• **WHAT THE TASK ASKS**
Rewrite the rows starting at the line that contains "Objective: a point on each instance of the road case" and continuing through the last row, replacing "Objective" with "Goal" and leaving everything else unchanged.
___ RAW DATA ___
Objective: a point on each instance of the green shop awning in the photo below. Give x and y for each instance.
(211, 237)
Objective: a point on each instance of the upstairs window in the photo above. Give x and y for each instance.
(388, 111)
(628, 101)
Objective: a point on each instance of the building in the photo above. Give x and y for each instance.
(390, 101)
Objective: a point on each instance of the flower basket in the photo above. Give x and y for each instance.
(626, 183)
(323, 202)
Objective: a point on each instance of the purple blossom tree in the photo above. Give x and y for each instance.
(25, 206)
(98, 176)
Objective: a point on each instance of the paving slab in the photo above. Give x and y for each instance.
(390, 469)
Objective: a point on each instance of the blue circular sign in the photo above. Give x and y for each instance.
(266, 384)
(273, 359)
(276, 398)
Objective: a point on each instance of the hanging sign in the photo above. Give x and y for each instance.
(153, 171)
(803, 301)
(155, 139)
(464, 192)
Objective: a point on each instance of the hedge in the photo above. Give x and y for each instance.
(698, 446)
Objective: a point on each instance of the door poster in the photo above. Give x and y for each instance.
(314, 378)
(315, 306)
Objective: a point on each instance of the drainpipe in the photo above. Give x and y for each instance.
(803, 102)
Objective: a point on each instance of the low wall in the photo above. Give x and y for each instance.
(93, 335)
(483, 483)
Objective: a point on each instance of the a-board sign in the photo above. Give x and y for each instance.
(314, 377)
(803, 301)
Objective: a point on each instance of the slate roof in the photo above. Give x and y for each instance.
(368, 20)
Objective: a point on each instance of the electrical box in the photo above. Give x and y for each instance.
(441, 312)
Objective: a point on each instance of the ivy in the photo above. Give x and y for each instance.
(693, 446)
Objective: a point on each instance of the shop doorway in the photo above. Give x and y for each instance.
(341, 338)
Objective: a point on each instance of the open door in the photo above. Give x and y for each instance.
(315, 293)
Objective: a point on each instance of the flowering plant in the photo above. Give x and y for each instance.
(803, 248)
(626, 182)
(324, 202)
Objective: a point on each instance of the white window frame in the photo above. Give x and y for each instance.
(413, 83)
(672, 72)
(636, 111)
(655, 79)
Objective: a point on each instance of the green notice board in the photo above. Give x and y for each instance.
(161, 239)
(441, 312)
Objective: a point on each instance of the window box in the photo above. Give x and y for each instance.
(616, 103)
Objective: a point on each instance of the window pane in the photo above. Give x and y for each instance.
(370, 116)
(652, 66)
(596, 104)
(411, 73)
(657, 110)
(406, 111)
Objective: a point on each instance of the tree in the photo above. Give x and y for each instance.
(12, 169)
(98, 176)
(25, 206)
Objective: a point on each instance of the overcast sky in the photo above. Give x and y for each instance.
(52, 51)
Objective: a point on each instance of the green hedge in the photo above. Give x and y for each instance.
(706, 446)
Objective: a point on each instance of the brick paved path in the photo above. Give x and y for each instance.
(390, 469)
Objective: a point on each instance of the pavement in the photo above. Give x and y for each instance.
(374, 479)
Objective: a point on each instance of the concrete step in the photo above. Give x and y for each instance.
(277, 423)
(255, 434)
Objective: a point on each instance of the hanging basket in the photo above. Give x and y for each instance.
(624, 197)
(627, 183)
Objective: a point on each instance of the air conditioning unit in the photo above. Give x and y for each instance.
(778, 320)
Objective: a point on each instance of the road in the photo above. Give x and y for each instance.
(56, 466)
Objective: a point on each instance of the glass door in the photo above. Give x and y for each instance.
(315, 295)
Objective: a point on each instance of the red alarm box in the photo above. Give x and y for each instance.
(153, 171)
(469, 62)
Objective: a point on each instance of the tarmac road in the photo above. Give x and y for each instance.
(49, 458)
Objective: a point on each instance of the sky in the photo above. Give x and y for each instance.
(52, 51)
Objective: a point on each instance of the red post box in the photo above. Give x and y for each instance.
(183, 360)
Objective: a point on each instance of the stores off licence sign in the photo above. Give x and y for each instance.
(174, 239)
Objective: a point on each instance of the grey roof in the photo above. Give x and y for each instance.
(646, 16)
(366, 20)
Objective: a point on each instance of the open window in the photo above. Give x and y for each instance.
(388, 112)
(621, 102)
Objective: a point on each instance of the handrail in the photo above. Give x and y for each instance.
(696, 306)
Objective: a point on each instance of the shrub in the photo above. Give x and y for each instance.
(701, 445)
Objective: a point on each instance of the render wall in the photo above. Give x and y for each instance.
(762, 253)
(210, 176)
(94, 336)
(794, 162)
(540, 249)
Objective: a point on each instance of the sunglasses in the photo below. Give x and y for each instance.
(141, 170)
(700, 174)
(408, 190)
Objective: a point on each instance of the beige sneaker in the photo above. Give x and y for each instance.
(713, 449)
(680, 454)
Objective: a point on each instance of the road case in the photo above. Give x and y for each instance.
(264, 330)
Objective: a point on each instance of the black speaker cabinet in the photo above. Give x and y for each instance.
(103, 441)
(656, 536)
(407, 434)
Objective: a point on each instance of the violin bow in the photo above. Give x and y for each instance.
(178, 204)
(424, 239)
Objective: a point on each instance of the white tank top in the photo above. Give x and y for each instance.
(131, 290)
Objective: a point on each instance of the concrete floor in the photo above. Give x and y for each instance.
___
• **SOLUTION TO THIS PROBLEM**
Goal: a point on each instance of the road case in the photo above. Give x and y for each instance.
(264, 330)
Goal: a point on each instance of the black speaker cabinet in the photo above. Give x and y for each instance.
(103, 441)
(656, 536)
(407, 434)
Goal: a point on each instance of the violin bow in the photo above. Give x and y for each instance.
(178, 204)
(424, 239)
Goal: a point on each instance of the white tank top in the photo above. Give x and y for each instance.
(131, 290)
Goal: a point on each instance of the concrete floor in the photo above. Give x and y for each instance.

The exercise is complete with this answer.